(AIM)
Rewrite the material, from its start through the line with "(1032, 129)", both inclusive, as a two-column CSV with the columns input and output. Give each item its own row, with its text under input and its answer under output, each in a single quoted field and with line breaks replaced by spaces.

[START OF GIVEN RECORDS]

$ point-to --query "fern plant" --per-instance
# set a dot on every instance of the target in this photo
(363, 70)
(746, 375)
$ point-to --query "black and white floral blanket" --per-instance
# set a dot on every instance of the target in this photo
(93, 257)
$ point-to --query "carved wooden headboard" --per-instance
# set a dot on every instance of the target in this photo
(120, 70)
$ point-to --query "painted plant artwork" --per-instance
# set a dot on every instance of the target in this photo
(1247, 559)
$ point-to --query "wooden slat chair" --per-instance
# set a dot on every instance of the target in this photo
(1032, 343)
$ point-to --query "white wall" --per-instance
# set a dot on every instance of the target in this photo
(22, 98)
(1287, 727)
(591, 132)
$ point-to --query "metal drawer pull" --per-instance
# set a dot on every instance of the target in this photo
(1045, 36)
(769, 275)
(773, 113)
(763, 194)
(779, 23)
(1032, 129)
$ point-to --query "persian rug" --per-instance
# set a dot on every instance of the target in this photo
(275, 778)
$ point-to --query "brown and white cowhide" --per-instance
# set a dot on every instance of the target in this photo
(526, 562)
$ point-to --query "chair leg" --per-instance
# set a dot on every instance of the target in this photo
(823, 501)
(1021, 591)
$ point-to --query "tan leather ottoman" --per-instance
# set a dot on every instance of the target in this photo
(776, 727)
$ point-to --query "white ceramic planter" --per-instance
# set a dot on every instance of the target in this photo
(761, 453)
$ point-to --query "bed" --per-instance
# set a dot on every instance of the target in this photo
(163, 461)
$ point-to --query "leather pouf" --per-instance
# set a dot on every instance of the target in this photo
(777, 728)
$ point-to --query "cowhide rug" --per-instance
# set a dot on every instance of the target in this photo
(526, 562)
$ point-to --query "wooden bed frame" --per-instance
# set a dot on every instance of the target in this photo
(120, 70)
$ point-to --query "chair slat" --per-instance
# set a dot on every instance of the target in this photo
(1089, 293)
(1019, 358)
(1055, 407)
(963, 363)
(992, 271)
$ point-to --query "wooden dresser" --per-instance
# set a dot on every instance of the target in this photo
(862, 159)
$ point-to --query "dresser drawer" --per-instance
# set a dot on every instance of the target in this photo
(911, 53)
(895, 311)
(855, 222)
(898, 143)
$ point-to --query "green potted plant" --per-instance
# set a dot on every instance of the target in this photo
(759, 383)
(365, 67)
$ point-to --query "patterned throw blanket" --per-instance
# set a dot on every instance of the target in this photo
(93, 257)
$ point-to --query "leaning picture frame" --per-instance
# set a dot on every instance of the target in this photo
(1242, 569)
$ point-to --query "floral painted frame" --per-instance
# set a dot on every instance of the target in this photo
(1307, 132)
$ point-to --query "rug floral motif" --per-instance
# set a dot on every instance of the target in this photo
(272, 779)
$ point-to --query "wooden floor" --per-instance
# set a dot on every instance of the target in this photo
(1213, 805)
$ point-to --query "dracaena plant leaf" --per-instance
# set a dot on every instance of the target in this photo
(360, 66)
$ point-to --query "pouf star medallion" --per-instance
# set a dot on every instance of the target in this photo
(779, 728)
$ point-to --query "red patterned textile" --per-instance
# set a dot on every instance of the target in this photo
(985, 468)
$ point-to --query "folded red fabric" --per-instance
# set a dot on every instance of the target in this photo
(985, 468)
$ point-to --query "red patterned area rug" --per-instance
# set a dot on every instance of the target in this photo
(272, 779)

[END OF GIVEN RECORDS]

(FULL SOLUTION)
input,output
"$ point-to --query ""fern plant"" --per-instance # set a dot on every instance of the target in this photo","(363, 70) (746, 375)"
"$ point-to --query ""black and white floral blanket"" --per-instance # set a dot on every instance of the target in this photo","(93, 257)"
"$ point-to --query ""carved wooden headboard"" --per-instance # set a dot on every instance of the target in this photo","(120, 70)"
"$ point-to --query ""painted plant artwork"" --per-instance # set a dot on every instance of the target in this photo","(1247, 559)"
"$ point-to --query ""wooden slat chair"" --per-instance # set a dot on every instance of the target in this photo","(1032, 343)"
"$ point-to --query ""white wall"" --per-instance # set a dot on every instance of the target in this photo","(22, 98) (1287, 727) (591, 132)"
"$ point-to --query ""metal drawer pull"" --per-instance # set a dot on every instance of the target in this photo","(1045, 36) (769, 275) (773, 113) (763, 194) (779, 23) (1032, 129)"